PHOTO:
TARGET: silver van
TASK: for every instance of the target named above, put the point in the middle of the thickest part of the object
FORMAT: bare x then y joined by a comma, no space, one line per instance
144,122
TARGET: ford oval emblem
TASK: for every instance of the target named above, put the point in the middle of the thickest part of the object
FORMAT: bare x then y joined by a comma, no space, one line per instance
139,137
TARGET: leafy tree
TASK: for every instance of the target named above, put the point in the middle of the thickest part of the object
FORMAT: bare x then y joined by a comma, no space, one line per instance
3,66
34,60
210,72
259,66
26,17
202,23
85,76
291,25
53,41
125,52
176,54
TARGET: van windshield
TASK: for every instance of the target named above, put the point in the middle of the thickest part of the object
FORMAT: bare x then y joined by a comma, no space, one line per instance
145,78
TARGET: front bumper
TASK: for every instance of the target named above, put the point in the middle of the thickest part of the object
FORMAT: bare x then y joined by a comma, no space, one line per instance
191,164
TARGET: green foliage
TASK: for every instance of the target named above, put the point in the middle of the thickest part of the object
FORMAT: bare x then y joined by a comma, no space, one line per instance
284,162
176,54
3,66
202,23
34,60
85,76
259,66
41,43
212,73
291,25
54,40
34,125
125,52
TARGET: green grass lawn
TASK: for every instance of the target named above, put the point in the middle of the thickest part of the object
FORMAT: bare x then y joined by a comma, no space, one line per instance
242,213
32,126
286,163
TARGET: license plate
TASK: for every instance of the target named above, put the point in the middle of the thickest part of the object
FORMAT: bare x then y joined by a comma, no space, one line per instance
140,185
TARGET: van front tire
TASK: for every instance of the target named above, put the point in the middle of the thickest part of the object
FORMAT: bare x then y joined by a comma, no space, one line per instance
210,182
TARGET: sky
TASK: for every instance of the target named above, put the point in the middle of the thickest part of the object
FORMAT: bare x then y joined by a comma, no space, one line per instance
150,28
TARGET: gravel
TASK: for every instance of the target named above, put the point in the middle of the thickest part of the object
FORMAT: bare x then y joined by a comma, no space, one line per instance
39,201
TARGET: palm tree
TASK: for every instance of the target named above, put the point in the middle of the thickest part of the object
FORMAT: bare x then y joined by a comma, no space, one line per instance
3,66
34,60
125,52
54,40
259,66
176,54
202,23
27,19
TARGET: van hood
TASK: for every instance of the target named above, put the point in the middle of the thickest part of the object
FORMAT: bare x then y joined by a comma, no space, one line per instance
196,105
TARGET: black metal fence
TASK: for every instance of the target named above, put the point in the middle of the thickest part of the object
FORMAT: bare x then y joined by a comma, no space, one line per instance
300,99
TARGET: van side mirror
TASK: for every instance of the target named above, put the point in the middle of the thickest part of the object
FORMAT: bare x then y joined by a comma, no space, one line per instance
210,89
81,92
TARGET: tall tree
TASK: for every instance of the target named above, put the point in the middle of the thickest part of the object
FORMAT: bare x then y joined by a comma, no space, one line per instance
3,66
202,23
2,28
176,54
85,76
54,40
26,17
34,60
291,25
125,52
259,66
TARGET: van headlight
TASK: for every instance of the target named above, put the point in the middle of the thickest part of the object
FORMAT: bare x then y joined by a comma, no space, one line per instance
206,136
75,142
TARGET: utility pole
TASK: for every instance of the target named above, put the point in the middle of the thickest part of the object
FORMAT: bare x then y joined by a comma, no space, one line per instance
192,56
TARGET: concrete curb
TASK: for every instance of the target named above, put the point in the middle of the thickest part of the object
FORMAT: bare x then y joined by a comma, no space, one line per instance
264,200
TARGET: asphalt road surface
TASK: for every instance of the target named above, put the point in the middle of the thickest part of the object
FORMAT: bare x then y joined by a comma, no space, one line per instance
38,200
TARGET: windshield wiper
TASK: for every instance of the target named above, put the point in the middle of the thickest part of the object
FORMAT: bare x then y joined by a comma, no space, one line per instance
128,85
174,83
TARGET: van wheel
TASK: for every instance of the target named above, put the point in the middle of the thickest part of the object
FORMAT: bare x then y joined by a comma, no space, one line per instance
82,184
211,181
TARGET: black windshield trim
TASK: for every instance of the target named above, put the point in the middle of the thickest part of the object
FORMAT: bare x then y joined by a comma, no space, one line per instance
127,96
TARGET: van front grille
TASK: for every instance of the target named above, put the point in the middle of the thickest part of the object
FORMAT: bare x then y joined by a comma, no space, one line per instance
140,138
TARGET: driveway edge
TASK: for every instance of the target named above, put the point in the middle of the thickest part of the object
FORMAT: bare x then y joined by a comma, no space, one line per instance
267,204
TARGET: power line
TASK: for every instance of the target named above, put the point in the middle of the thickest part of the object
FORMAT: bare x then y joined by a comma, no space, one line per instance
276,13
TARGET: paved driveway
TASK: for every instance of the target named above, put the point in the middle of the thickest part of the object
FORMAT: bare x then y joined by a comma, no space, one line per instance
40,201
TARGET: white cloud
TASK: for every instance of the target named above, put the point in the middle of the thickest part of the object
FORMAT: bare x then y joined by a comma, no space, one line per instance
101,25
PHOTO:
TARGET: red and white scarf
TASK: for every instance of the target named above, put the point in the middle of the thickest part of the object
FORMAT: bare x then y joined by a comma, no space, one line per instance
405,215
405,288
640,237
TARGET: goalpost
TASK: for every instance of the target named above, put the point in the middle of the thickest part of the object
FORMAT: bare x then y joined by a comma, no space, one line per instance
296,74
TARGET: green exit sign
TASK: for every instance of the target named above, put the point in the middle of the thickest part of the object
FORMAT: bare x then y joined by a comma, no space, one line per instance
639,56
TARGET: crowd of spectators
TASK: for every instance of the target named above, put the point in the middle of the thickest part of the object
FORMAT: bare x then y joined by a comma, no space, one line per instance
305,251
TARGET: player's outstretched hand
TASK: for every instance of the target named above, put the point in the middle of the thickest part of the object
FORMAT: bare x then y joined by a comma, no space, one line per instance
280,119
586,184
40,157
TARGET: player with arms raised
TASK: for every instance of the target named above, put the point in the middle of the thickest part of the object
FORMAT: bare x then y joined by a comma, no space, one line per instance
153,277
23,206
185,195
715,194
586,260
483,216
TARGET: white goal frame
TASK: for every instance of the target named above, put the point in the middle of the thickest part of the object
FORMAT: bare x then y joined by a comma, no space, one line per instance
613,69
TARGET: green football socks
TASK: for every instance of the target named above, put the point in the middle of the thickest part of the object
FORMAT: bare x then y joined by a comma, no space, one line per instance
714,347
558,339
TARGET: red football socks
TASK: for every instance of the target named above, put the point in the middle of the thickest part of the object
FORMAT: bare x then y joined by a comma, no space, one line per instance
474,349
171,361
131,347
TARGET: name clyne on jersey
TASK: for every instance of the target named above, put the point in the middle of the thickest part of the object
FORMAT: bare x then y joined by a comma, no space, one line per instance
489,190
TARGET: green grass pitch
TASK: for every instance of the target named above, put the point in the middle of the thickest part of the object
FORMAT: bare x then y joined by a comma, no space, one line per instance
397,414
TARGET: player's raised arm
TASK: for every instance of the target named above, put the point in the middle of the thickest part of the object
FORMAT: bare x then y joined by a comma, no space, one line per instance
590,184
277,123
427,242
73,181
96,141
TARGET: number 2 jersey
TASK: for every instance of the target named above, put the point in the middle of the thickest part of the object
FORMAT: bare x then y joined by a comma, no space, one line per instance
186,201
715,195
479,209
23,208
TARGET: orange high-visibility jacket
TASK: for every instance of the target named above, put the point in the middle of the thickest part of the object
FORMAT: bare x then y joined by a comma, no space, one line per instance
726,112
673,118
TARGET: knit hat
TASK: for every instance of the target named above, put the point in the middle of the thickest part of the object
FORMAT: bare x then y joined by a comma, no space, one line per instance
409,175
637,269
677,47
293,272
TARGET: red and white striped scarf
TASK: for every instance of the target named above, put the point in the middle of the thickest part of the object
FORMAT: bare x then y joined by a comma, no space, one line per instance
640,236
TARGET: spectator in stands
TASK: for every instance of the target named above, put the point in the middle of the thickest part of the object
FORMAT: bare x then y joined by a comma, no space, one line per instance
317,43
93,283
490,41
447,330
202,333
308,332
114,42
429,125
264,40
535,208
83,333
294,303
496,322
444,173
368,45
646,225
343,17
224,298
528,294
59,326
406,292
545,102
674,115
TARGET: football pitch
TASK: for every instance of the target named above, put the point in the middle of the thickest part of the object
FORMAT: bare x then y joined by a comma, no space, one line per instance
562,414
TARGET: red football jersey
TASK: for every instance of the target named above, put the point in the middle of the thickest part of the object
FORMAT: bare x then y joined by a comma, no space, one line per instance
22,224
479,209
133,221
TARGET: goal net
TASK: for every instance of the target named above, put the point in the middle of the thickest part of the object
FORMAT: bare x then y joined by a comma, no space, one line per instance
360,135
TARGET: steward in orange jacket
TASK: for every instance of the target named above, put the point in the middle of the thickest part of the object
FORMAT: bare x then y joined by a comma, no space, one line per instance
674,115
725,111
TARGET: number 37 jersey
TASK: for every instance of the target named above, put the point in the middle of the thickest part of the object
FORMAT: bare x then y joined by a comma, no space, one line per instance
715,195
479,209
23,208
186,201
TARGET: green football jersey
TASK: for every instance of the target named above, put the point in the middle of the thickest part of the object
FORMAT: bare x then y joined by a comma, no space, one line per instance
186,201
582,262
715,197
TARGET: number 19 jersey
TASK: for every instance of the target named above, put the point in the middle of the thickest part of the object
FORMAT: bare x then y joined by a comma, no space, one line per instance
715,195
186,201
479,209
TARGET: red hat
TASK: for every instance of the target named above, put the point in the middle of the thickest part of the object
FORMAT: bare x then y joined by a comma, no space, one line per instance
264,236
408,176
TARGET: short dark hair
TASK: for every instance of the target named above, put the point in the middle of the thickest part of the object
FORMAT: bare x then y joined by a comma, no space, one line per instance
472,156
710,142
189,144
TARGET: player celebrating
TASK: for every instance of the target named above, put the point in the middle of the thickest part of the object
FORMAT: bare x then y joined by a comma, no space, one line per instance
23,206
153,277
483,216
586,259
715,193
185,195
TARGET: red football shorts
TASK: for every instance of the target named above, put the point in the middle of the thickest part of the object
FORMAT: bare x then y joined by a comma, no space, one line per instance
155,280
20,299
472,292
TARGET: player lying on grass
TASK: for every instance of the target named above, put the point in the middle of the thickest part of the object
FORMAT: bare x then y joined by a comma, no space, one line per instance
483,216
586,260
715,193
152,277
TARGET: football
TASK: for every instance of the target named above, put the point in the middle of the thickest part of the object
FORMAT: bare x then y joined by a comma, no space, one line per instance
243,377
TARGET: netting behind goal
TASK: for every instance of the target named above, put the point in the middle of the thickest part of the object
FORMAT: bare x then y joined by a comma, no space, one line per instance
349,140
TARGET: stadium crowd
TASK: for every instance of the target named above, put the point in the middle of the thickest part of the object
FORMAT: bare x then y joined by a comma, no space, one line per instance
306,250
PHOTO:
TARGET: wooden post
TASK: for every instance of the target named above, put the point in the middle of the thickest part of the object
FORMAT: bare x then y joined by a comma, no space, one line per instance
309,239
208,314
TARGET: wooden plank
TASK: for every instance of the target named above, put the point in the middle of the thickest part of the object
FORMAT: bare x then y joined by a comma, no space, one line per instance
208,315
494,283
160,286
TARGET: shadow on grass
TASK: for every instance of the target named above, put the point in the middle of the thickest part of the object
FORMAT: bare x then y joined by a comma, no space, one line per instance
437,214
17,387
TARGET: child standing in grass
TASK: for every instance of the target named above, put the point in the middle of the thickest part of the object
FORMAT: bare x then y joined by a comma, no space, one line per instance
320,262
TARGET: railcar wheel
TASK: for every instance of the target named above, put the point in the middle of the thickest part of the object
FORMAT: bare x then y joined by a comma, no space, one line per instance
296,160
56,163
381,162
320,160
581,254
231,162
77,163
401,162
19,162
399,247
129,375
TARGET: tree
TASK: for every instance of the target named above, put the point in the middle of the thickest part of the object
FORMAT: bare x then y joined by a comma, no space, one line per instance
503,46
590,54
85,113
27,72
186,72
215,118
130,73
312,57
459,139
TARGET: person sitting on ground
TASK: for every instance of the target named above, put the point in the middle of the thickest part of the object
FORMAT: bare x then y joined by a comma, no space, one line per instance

ACTION ITEM:
What count of lines in the listing contain the word "black"? Reply with the number only.

RESULT OF THE EXERCISE:
2